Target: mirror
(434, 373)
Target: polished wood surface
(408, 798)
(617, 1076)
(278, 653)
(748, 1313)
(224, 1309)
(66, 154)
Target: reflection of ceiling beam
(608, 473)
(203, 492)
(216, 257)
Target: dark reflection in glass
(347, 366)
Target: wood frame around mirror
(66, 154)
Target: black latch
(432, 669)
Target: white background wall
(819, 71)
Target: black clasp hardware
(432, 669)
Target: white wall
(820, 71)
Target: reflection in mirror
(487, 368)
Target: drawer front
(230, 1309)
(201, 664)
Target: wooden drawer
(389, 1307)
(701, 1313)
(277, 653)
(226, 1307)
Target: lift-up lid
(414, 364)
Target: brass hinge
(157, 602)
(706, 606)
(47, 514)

- _Problem description_: Could you output the lines above, exactly as written, from the one containing "Target: white wall" through the last, with both ends included and no others?

- _Output below_:
Target: white wall
(820, 71)
Target: reflection in mirror
(487, 368)
Target: drawer front
(230, 1309)
(201, 664)
Target: wooden drawer
(389, 1307)
(701, 1313)
(277, 653)
(226, 1307)
Target: lift-up lid
(414, 364)
Target: brass hinge
(157, 602)
(706, 606)
(47, 514)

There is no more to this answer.